[A series of records]
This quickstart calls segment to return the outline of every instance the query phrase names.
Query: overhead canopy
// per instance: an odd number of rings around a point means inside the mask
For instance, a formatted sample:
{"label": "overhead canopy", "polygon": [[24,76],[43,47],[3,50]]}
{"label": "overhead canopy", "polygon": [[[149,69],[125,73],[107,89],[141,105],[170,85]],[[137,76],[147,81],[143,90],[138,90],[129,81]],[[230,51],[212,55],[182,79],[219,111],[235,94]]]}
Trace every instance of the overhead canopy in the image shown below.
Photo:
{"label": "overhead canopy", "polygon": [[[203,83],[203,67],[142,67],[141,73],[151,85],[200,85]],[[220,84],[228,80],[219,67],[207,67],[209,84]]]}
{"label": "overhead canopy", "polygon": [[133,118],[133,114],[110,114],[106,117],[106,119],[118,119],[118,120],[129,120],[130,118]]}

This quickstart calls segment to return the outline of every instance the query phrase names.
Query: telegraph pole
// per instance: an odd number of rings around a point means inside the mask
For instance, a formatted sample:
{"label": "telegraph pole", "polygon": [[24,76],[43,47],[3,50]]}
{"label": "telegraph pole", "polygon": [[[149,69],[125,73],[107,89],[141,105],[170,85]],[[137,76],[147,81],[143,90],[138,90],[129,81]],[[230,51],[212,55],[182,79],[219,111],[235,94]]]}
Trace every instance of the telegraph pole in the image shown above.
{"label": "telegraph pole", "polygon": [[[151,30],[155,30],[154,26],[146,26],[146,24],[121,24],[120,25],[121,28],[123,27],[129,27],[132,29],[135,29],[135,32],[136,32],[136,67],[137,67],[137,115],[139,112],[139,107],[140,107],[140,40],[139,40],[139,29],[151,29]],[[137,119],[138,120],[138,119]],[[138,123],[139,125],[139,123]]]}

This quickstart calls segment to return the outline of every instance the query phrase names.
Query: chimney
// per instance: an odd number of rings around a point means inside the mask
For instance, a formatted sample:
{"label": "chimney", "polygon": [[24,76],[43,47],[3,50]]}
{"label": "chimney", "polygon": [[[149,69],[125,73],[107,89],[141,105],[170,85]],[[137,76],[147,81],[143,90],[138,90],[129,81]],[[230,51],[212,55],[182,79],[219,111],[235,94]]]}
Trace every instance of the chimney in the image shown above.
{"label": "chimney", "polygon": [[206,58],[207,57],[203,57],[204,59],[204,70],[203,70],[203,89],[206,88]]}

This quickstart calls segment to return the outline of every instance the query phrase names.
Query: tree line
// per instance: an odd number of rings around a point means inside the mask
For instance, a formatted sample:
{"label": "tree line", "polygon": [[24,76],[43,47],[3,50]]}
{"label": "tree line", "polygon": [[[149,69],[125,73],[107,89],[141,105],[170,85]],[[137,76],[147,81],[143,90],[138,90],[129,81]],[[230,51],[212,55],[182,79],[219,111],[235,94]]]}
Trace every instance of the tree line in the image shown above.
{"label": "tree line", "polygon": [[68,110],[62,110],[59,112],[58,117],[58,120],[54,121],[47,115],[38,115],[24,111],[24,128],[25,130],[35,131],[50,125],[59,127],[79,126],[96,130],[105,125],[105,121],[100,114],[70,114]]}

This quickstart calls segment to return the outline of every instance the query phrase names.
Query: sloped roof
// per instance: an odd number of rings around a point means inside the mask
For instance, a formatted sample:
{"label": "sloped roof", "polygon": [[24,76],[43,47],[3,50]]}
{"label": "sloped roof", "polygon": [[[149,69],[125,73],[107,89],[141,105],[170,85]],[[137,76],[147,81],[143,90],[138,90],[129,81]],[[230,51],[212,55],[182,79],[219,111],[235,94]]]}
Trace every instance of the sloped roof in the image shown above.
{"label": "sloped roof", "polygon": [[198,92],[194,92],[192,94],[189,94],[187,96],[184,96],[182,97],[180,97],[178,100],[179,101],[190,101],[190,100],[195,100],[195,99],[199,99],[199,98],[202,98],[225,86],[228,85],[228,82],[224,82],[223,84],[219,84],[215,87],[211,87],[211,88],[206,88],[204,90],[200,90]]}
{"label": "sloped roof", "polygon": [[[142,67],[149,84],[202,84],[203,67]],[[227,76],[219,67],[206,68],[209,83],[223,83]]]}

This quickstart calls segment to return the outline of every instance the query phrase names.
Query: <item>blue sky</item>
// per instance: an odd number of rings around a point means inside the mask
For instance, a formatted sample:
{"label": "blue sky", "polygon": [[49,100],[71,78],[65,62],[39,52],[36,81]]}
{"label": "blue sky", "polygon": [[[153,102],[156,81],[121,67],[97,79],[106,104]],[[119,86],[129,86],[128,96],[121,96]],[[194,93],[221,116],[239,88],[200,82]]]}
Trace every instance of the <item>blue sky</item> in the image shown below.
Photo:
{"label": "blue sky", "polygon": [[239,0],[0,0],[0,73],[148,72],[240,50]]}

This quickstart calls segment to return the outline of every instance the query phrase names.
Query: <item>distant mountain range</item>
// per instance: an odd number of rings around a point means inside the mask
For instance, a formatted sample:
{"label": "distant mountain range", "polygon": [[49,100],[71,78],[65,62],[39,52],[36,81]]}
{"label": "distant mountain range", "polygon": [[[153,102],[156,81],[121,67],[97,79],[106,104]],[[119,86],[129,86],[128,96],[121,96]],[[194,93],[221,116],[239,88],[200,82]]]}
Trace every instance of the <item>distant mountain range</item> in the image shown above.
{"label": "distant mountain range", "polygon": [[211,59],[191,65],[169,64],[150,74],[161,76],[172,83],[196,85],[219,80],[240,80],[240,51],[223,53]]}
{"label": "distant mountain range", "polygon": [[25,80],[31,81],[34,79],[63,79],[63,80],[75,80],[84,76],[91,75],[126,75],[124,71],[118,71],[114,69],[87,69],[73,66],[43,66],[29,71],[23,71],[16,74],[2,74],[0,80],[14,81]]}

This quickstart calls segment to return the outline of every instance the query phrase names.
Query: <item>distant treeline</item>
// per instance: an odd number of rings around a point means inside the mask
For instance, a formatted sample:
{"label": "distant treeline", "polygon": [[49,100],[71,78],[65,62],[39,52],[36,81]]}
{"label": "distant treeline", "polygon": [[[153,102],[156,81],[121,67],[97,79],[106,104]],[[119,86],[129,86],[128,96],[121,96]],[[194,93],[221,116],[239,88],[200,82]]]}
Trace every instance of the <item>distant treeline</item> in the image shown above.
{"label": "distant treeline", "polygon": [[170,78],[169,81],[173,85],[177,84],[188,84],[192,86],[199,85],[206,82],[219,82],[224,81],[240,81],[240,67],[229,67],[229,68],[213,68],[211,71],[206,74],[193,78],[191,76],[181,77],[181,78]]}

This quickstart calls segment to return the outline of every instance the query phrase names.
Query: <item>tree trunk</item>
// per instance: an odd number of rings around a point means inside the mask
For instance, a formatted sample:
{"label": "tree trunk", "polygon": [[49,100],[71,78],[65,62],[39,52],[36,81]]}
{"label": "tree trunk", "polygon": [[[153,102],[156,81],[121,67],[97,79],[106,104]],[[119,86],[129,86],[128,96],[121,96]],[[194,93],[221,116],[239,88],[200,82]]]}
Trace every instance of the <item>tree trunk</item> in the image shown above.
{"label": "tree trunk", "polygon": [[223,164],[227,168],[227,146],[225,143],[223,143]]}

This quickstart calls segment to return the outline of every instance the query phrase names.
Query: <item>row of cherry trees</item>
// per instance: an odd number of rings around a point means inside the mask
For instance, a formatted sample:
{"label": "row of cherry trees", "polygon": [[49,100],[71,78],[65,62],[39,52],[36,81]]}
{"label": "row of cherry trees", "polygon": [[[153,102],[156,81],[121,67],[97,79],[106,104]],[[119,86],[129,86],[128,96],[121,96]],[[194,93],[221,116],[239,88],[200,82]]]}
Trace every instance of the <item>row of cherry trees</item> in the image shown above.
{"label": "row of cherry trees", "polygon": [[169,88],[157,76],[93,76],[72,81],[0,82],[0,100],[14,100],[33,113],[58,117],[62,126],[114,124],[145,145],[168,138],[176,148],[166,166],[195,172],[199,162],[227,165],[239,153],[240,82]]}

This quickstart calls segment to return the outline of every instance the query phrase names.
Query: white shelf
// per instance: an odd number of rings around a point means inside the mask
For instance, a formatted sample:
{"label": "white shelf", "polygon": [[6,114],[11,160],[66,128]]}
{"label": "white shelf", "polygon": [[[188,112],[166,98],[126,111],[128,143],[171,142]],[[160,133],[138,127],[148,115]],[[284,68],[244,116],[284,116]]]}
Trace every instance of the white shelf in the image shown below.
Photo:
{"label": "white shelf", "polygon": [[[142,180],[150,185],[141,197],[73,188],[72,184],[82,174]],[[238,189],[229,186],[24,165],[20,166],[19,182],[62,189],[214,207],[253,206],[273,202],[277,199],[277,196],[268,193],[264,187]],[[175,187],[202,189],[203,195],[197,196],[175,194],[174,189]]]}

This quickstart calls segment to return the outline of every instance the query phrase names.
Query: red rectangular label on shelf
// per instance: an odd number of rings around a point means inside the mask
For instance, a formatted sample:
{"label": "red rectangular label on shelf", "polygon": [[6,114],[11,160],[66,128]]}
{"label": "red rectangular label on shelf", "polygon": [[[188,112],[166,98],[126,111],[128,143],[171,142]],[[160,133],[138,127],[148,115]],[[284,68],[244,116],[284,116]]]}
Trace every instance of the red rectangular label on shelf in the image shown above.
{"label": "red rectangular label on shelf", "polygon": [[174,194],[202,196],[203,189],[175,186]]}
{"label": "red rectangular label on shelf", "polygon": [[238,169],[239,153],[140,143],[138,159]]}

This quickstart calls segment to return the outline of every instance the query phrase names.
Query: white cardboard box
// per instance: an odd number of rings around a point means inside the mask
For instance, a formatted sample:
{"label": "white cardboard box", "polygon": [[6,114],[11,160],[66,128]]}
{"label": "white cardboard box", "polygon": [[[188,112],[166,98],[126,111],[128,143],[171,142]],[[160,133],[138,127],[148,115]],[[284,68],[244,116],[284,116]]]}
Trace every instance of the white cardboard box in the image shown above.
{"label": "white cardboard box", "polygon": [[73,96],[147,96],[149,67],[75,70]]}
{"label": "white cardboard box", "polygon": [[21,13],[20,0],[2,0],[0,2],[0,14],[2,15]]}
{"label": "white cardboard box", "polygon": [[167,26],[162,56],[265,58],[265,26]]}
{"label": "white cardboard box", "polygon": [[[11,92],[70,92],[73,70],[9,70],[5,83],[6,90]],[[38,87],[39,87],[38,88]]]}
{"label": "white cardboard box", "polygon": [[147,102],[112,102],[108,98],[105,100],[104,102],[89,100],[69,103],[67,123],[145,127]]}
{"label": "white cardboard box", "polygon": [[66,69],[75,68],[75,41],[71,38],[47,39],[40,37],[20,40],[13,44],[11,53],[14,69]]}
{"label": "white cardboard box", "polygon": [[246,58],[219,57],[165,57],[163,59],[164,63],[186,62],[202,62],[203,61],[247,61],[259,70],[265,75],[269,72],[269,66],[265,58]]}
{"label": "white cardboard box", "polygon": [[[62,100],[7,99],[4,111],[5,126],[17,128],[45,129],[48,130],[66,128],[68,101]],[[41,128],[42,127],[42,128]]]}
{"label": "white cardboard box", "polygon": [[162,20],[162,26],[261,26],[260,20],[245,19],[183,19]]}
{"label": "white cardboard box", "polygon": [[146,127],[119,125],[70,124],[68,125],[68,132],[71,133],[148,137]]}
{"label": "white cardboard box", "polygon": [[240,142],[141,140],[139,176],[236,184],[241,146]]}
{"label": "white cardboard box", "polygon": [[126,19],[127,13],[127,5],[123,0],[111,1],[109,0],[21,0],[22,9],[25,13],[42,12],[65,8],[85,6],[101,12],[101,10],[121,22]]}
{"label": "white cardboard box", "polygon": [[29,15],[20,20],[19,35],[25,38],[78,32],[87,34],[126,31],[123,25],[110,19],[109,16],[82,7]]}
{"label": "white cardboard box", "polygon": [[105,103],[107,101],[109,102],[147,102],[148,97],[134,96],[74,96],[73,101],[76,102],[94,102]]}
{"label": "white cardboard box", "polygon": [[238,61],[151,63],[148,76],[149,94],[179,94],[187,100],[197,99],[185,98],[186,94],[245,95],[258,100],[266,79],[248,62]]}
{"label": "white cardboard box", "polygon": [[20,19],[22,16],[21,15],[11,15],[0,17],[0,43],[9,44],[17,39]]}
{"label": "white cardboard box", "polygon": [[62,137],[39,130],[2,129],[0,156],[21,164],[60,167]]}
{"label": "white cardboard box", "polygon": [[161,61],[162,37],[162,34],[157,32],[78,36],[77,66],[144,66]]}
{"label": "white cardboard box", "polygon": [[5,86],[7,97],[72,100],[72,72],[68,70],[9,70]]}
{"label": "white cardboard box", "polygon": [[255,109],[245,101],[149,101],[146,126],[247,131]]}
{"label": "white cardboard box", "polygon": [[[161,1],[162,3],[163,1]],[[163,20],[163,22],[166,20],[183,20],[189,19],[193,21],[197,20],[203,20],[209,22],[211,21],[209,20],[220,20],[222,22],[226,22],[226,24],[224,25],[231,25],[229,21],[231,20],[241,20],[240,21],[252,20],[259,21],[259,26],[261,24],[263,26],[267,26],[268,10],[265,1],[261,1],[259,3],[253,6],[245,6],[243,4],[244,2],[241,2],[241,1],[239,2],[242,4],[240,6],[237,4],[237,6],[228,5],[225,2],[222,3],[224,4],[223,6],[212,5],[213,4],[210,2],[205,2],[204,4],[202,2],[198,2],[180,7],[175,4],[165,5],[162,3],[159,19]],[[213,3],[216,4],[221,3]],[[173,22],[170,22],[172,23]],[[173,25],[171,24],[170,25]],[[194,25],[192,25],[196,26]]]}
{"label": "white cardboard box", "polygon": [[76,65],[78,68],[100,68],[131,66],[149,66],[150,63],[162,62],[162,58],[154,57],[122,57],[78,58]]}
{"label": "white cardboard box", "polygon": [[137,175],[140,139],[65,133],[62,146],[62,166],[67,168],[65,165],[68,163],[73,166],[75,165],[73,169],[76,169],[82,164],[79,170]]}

= THE EXERCISE =
Locate each line of the records above that contains the string "roof" and copy every such line.

= FULL OUTPUT =
Query: sloped roof
{"label": "sloped roof", "polygon": [[24,76],[43,47],[3,50]]}
{"label": "sloped roof", "polygon": [[[149,69],[125,73],[107,89],[141,105],[170,85]],[[137,76],[147,81],[143,90],[138,90],[129,81]],[[230,51],[212,55],[182,79],[219,111],[235,94]]]}
Trace every instance of the sloped roof in the image shown above.
{"label": "sloped roof", "polygon": [[198,92],[194,92],[192,94],[189,94],[187,96],[184,96],[182,97],[180,97],[178,100],[179,101],[190,101],[190,100],[195,100],[195,99],[199,99],[199,98],[202,98],[225,86],[228,85],[228,82],[224,82],[223,84],[219,84],[215,87],[211,87],[211,88],[206,88],[204,90],[200,90]]}
{"label": "sloped roof", "polygon": [[[142,67],[149,84],[202,84],[203,67]],[[227,76],[219,67],[206,68],[209,83],[223,83]]]}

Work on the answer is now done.